Work to be completed:
The records sit below this line. Repeat all of them exactly.

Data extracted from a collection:
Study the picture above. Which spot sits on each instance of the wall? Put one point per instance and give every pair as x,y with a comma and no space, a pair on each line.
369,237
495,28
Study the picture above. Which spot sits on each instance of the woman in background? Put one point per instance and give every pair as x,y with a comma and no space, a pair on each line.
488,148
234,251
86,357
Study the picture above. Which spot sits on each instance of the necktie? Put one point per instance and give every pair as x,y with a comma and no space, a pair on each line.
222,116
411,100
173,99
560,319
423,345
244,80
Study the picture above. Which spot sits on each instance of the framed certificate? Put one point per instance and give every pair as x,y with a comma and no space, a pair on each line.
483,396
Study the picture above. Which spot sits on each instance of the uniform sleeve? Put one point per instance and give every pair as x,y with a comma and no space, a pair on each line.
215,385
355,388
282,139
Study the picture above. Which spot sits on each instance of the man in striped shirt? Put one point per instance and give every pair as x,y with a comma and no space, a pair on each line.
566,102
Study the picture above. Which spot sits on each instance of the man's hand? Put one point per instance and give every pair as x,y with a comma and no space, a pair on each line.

Your solution:
Study the picture above. Which spot sits on each instance of the wall? Put one point per instance and give every pair as x,y with a comma and no space, a pair on each line.
369,237
495,28
Study the picture above. Which spot sits on each instance of the woman in background? Put one point per instance and give every pair as x,y with a comma and no space, a pair on each line.
488,148
234,251
86,357
Study the picture above. Which spot sits on each instance of the necktie? Put one point per instance and give every pair as x,y with a comma and no space, a pair on each line.
222,116
411,100
173,99
560,319
423,345
244,80
Study the picture above. Which spot sits on each instance of the framed certificate? Put one point per instance and give every pair as x,y with a comma and no space, a pair on each line.
483,396
Study the picture above. Which spot sits on each instance of the uniform sleeve? Put one point per instance and give every pair as x,y with a comma and no space, a pair on each line.
215,385
355,388
282,139
Study the picture above. Which spot sits on each instance of the man in striped shirt? Put one point per instance and give every pair as x,y with a comma and no space, a pair on each line.
566,102
Study the picture above. Which spot sits on each instance of the man's hand? Put one point per instance and give every pair as x,y with a comma and no space, a pair on each line.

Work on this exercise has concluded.